::: Material for this task :::

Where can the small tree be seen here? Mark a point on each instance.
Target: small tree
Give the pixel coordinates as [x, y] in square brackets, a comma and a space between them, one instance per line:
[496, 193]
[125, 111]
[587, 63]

:::

# [Problem requirements]
Without leaving anything out, transcribe the records above exactly.

# [Response]
Where can the small tree be seen here? Mark a point on each instance.
Target: small tree
Give the pixel coordinates as [x, y] in square brackets, a comma and a space between them, one instance per line:
[496, 193]
[125, 111]
[587, 63]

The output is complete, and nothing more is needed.